Most observers cannot confidently say how much of a “problem” opioid use really is. That's likely because until recently, few were paying close attention. Several years ago, the CDC found that only 32% of nursing home residents had a documented weekly assessment of their pain. That doesn't surprise Wilborn.
“For institutionalized patients, underreporting is the rule of the day,” he says. “Whether it's the hospital, where they presumably have better surveillance systems, versus an assisted living facility, a lockdown unit or skilled nursing facility, many of those instances are just not reported.”
The whole issue of painkiller dosing remains a double-edged sword. Hypersensitivity abounds around it, but even today, many facilities keep plenty of opioid stock on hand.
“What a facility doesn't want to have happen is for the state or a survey team to come in and question a resident and have them say, ‘I needed my pain meds and they didn't give it to me,'” notes Bob Smith, COO for Ron's Pharmacy Services, a member of the Guardian Pharmacy family. “So to protect themselves, they have it there. Some of the regulations actually are forcing the hand of the prescriber and the facility is under pressure to ensure those drugs are always available.”
Providers also are somewhat hogtied by what they see as onerous prescribing rules. Warwick asserts, for example, that “Drug Enforcement Administration rules complicate the prescribing of opioids in long-term care since the nurse is not always viewed as the agent in [that] setting.”
Wilborn agrees: “One problem is the feds decoupled the nurses' prescriptive authority away from us. So when patients go into a nursing home, or if they need an opioid or controlled substance, we actually have to call the pharmacist.
“It is very cumbersome, difficult [and] frustrating to call a long-term care pharmacy to order a scheduled substance for a patient who is in pain. In fact, many of the doctors just say, ‘I'm not doing this. There has to be a better way.' That's not the right answer. Now you have a patient who is in potentially worse pain who is not being treated.”
Smith said last year, CMS hinted in its proposed “mega rule” to disallow PRN orders for opiates without a documented “need” after 48 hours of nursing home admission.
“That would be huge,” Smith says. “And I think you'd see people running away from writing PRN orders, especially with the hydrocodone products, if this legislation is passed.”
Grosso believes the problem lies in poor, lagging communication during care transitions.
“This is due primarily to the current requirements for direct communication of verbal prescriptions from the prescriber to the dispensing pharmacist,” he says. “The DEA only recognizes the center's nurse as an agent of the physician in rare cases where specific written contractual arrangements are already in place.”
Grosso said ASCP and other stakeholders are working with the agency “to allow an appropriately licensed nurse in a skilled nursing center to assist in the communication process to assure patient needs are met with fewer technical delays.”
All of these challenges will become less of a problem only when clinicians start paying closer attention to managing pain in particular, and medications in general.
“What complicates this is inadequate physician clinical attention to patients' overall conditions,” Wilborn adds. “This is a medical management issue that rests at physicians' feet. But that's not to say that it wouldn't be nice to have some help.”
But the help for some may not benefit physicians, as funding remains focused around fighting addiction. The Obama administration said at the end of August that it would distribute $53 million to 44 states in an effort to curb opioid abuse. The money will be focused on overprescribing of pain killers, increased access to treatment and making sure the antidote naloxone is widely available. It's anyone's guess how the next administration will handle the sticky wicket of opioids.

INFORMATION GIVEN:
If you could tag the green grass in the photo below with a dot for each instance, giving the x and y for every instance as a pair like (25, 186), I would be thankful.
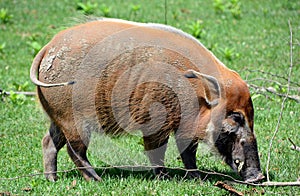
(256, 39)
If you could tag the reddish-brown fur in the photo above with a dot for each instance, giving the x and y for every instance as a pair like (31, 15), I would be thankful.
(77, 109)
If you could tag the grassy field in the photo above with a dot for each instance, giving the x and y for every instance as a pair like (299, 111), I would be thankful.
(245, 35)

---

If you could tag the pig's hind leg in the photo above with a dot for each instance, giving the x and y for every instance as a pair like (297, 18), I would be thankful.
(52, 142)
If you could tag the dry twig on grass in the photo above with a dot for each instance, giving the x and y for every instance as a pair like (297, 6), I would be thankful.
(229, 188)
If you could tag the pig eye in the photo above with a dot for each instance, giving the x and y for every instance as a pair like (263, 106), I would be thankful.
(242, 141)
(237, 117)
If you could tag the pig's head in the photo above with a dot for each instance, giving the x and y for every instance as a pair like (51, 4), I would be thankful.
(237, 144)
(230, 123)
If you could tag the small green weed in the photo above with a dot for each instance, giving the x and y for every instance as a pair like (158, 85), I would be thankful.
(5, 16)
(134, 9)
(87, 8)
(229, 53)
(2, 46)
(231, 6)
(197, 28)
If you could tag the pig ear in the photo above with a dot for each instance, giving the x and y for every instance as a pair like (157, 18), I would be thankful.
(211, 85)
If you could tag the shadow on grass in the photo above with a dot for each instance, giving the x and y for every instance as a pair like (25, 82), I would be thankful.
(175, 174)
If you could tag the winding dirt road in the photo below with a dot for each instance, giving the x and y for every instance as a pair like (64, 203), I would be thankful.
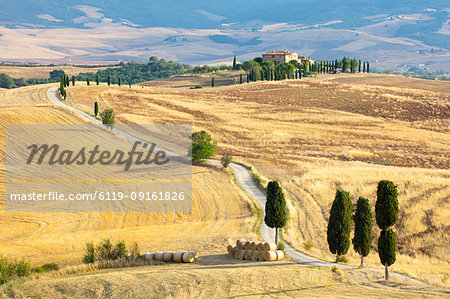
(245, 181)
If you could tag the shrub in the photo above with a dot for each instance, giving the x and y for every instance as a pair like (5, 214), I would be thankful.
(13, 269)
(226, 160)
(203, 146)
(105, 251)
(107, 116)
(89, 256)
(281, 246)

==

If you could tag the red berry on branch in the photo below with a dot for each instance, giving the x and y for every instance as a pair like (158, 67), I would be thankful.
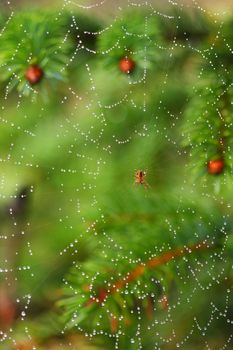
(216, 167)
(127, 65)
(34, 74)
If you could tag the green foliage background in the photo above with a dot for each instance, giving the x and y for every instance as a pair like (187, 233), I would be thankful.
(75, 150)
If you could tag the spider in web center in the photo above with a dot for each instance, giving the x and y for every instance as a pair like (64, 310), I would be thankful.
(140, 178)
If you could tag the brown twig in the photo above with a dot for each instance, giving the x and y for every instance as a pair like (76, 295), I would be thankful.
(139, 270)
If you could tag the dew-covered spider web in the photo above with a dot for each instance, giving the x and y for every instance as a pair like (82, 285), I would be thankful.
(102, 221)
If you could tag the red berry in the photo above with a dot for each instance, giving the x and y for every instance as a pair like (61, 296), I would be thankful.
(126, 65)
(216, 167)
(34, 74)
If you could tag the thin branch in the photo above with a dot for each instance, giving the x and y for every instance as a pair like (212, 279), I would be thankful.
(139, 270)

DESCRIPTION OF THE TASK:
Using the passage on opioids in long-term care, answer these:
(a) What share of nursing home residents had a documented weekly pain assessment, according to the CDC finding?
(b) What position does Bob Smith hold, and at which company?
(c) How much money did the Obama administration say it would distribute to fight opioid abuse, and to how many states?
The listing has no connection to the passage on opioids in long-term care.

ANSWER SECTION:
(a) 32%
(b) He is COO for Ron's Pharmacy Services.
(c) $53 million to 44 states